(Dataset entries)
────────────────────

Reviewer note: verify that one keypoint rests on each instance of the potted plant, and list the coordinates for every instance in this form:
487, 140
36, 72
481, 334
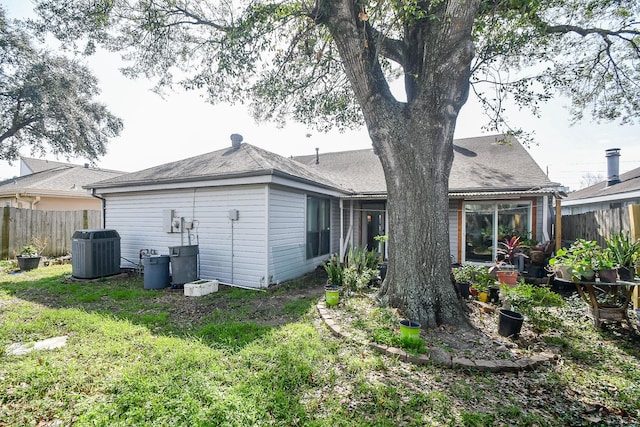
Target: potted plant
335, 273
463, 276
29, 258
606, 267
578, 263
624, 252
382, 264
409, 329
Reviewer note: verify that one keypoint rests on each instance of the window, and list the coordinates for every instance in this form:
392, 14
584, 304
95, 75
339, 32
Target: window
486, 224
318, 226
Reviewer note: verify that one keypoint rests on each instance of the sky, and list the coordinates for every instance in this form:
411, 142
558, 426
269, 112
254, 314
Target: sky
180, 125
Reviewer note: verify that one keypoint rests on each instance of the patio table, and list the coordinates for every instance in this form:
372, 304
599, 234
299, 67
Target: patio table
613, 301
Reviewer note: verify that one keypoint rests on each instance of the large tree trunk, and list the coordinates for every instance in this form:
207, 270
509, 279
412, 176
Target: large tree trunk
414, 141
418, 278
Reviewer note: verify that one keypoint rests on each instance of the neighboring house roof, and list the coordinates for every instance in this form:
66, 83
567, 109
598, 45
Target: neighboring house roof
62, 180
244, 161
628, 187
29, 165
496, 163
478, 166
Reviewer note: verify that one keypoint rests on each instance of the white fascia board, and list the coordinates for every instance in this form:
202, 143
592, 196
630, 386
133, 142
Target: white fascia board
247, 180
261, 179
306, 187
599, 199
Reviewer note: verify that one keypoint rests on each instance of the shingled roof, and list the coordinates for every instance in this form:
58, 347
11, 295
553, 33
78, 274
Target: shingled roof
483, 164
244, 161
61, 179
496, 163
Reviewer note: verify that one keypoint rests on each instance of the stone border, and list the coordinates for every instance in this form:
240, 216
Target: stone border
437, 355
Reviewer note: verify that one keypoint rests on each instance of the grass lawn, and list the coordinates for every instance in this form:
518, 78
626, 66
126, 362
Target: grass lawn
254, 358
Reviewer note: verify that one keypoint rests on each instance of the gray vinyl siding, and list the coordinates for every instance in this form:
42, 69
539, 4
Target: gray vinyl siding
232, 252
287, 225
335, 226
453, 229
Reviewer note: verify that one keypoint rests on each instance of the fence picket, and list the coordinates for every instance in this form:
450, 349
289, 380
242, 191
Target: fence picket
596, 225
18, 227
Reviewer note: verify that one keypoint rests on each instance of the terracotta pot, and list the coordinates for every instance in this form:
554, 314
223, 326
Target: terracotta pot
508, 277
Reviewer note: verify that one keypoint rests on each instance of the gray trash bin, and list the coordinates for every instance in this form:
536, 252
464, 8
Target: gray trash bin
184, 264
156, 271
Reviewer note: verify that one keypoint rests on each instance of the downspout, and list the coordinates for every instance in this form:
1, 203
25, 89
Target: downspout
24, 198
341, 228
545, 218
104, 206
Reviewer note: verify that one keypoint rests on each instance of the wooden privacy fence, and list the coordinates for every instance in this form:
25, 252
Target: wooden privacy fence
600, 225
19, 227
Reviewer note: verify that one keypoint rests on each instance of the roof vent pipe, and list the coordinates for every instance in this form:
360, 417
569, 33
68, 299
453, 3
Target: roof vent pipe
236, 140
613, 166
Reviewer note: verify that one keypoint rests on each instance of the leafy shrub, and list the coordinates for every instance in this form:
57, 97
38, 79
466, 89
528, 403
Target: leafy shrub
335, 270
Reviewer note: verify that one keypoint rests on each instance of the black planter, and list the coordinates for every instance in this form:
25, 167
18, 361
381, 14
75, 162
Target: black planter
463, 288
383, 270
27, 263
494, 295
626, 273
509, 323
608, 275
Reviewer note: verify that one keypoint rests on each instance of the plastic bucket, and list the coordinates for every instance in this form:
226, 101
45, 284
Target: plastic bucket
509, 323
409, 329
463, 288
332, 295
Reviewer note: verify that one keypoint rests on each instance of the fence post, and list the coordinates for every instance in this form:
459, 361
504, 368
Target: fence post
634, 222
558, 223
6, 219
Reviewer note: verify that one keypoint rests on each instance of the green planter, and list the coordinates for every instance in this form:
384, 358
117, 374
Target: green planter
27, 263
409, 329
332, 295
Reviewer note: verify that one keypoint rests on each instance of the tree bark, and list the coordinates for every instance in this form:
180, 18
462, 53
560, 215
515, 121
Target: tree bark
414, 141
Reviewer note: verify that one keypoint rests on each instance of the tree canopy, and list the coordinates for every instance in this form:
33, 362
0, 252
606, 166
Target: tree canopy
47, 101
280, 57
331, 63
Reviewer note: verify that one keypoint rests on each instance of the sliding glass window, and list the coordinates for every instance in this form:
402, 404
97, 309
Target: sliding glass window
318, 226
487, 223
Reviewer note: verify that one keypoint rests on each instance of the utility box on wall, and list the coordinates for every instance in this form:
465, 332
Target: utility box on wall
170, 222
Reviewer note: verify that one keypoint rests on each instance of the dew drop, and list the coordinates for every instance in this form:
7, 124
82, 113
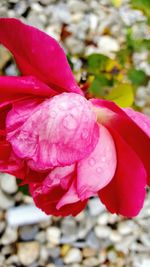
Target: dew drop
63, 106
103, 159
53, 114
70, 122
85, 134
91, 161
98, 170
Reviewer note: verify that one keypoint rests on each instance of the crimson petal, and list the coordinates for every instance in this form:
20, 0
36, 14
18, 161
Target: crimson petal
37, 54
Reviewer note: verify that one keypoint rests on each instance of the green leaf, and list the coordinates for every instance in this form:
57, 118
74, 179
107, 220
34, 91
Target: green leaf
122, 95
137, 77
99, 85
143, 5
96, 63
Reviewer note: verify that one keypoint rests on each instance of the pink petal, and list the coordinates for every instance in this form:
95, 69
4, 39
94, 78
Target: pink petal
126, 192
97, 170
37, 54
10, 87
70, 197
21, 110
140, 119
114, 117
60, 132
47, 201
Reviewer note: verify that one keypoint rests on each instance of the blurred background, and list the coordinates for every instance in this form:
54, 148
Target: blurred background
107, 43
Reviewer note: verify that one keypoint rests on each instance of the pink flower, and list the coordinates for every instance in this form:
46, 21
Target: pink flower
67, 148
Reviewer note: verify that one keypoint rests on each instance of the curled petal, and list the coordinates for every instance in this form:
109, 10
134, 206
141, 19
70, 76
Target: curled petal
70, 197
65, 132
21, 110
113, 117
53, 199
140, 119
97, 170
126, 192
37, 54
11, 87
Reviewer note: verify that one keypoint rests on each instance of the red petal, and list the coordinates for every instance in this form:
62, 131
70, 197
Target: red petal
125, 193
114, 117
37, 54
48, 202
10, 87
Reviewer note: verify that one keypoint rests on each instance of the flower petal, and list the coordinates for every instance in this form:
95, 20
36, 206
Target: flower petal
140, 119
10, 87
113, 117
37, 54
126, 192
21, 110
64, 132
48, 200
70, 197
97, 170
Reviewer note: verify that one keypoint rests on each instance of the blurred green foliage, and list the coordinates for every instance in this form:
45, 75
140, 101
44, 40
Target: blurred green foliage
117, 78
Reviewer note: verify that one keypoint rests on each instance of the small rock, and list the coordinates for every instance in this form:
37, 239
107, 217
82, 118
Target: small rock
145, 263
41, 237
27, 232
53, 235
103, 219
102, 231
54, 252
8, 183
13, 259
95, 206
74, 255
5, 201
4, 56
126, 227
91, 262
28, 252
89, 252
115, 236
10, 236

────────────────────

▸ **Assignment**: The entries above need to be repeated in full, word for word. Skip the images.

▸ **Solution to the problem**:
Reviewer note: verify that one keypoint rests on each instance of the potted plant, and list the coordinates for every instance in this form:
487, 140
36, 72
481, 334
Target: potted plant
335, 273
463, 276
29, 258
606, 267
578, 263
624, 252
382, 264
409, 329
Reviewer note: verify that one keypoint rests on each instance of the window, and list the coordinates for every instance in this form:
392, 14
584, 304
95, 75
339, 32
Target: window
486, 224
318, 226
Reviewer note: verify that one keypoint rests on each instance of the sky, and list the coordinates for every instance in this form:
411, 142
558, 426
269, 112
254, 314
Target: sky
180, 125
Reviewer note: verify that one keypoint rests on each instance of the patio table, and list the coordinates for every instance in this form:
372, 304
599, 234
299, 67
Target: patio table
613, 301
Reviewer note: verify that one keypoint rests on each instance of the large tree trunk, and list the coordinates for every instance in this form:
207, 270
509, 279
412, 176
Target: large tree trunk
414, 141
418, 278
Reviewer note: verify that one keypoint rests on each instance of the neighboring house roof, and list the coordinates for every instance in this form:
66, 83
567, 109
598, 45
Target: neighboring house roof
62, 180
244, 161
628, 187
29, 165
496, 163
478, 166
Reviewer note: verify that one keypoint rests on each instance of the white fascia board, and list the coordinates for every instance in this form:
202, 143
592, 196
630, 386
133, 142
Target: white fascia board
247, 180
261, 179
306, 187
599, 199
Reviewer note: verify that one keypoint rests on each instance of the shingled roof, and list the coordinates for every instance in this form:
58, 347
11, 295
553, 33
78, 274
Target: shingled roof
483, 164
244, 161
61, 179
496, 163
Reviewer note: verify that one keypoint rests on each instance of the stone border, and list the coordinates for every instance in this form:
240, 216
Target: stone border
437, 355
Reviewer note: verify that one keypoint rests on each instance of the grass lawn, and list the coordinates for every instance in this form:
518, 78
626, 66
126, 362
Target: grass lawn
254, 358
Reviewer note: verify that one keypoint rests on each instance of the gray vinyl siding, and list the coordinates for every instance in this form:
42, 69
539, 4
Target: gray vinyl siding
232, 252
287, 225
335, 226
453, 229
Reviewer note: verify that one keypoint rests on each instance of the fence picket, and list the coordinates for every instance in this form:
450, 349
289, 380
242, 191
Target: fence picket
596, 225
18, 227
Reviewer note: verify that one keypoint rests on each instance of the terracotta pot, and list the coordinates for every instance in this form:
554, 314
223, 326
Target: terracotta pot
508, 277
Reviewer note: verify that one keypoint rests on each instance of the gray trash bin, and list the coordinates for every instance in this form:
536, 252
464, 8
Target: gray trash bin
184, 264
156, 271
Reviewer note: verify that one keypoint rests on each instance of the downspout, and list the coordinates for every instance in this form:
1, 203
25, 89
Target: downspout
24, 198
341, 228
545, 218
104, 206
Reviewer note: verify that one keypoint rests on each instance of the wooden privacy fence, and list the coordinates for every instance in this form:
25, 252
Target: wooden privacy fence
600, 225
19, 227
Reviewer note: verify that one keypoint rests on each instance of the roof vent pipe, and list the coordinates for every instance in this form:
360, 417
569, 33
68, 299
453, 3
Target: roof vent pipe
236, 140
613, 166
Reviewer note: verify that one keypoint rests on each instance of the leafy shrub, and list the coordinates for every instance in this form:
57, 97
38, 79
466, 89
528, 403
Target: leafy shrub
335, 270
Reviewer note: verify that one keypoint rests on each instance of the black planter, and list the coordinates for every instance in this form:
25, 167
18, 361
381, 14
75, 162
Target: black planter
463, 288
383, 270
27, 263
494, 295
626, 273
509, 323
608, 275
Reviewer note: verify that one keypoint rests on each instance of the plastic bucket, and list the coordinates for every instance in this form:
226, 101
45, 284
Target: plastic bucket
509, 323
409, 329
463, 288
332, 295
Reviewer note: verify that one keypoint rests on each instance of the fence post, and list the coordinates for every instance in this form:
459, 361
504, 368
Target: fence post
634, 222
558, 223
6, 219
Reviewer note: verify that one keypoint rests on each instance of the green planter, and list the coordinates for every instance in this form:
384, 358
117, 374
Target: green planter
27, 263
409, 329
332, 295
Reviewer note: verify that one keypoint rests on each instance of the tree bark, and list the coordinates for every instance in this form:
180, 18
462, 53
560, 215
515, 121
Target: tree bark
414, 141
Reviewer note: verify that one keypoint rests on each instance of the tree canopy, and list the coordinates for every instance in this form:
33, 362
0, 252
606, 166
Target: tree canopy
47, 101
280, 57
331, 63
Reviewer note: verify that one keypoint rests on each instance of the sliding glass window, and list the coordinates for every instance in this form:
402, 404
97, 309
Target: sliding glass window
318, 226
487, 223
Reviewer note: verify that one keypoint rests on each instance of the utility box on wall, and list the coordinates for every instance in this form:
465, 332
Target: utility box on wall
170, 222
Reviewer note: verify that one keypoint rests on each instance of the dew drop, and list the coordinates for every instance in this form:
7, 124
82, 113
Target: dew drop
63, 106
103, 159
53, 114
70, 122
85, 134
91, 161
98, 170
Reviewer note: verify that one keypoint rests on each instance of the crimson petal, and list the coordinates for every instance in this form:
20, 0
36, 14
18, 161
Target: crimson petal
37, 54
Reviewer note: verify that one keypoint rests on each instance of the green leaf, and list the coordinates for every instance in this form:
57, 118
74, 179
107, 220
34, 91
Target: green leaf
122, 95
137, 77
99, 85
143, 5
96, 63
Reviewer note: verify that one keypoint rests on each instance of the pink petal, and list the coordinates for every instance in this form:
95, 69
4, 39
94, 78
Target: pink petal
126, 192
97, 170
37, 54
10, 87
70, 197
21, 110
140, 119
114, 117
60, 132
47, 201
Reviewer note: verify that one keypoint rests on each instance of the blurred background, and list the coordinates for every instance in this form:
54, 148
Target: blurred background
107, 43
Reviewer note: verify that one keypoint rests on each instance of the pink flower, and list the coordinates for every instance in this form:
46, 21
Target: pink flower
67, 148
Reviewer note: verify that one keypoint rests on each instance of the curled petal, and list the coordinates for every instance in this form:
109, 10
134, 206
141, 19
70, 76
Target: curled petal
70, 197
65, 132
21, 110
113, 117
53, 199
140, 119
97, 170
126, 192
37, 54
11, 87
Reviewer note: verify that one keypoint rests on each instance of the red petal, and list the coordinates for every instance in this form:
62, 131
70, 197
Target: red petal
125, 193
114, 117
37, 54
48, 202
10, 87
Reviewer note: verify that one keypoint rests on each instance of the flower petal, and list the coordinates for every instance in this form:
95, 20
36, 206
Target: flower petal
140, 119
10, 87
113, 117
37, 54
126, 192
21, 110
64, 132
48, 200
70, 197
97, 170
Reviewer note: verify that one keypoint rests on each instance of the blurred green foliage, and list the coordinates for every instance in this form:
45, 75
140, 101
44, 40
Target: blurred green foliage
117, 78
Reviewer note: verify that one keypoint rests on each instance of the small rock, and list the coordinates for every instance in this form:
37, 239
107, 217
82, 118
Target: small rock
145, 263
41, 237
27, 232
53, 235
103, 219
102, 231
54, 252
8, 183
13, 259
95, 206
74, 255
5, 201
4, 56
126, 227
91, 262
28, 252
89, 252
115, 236
10, 236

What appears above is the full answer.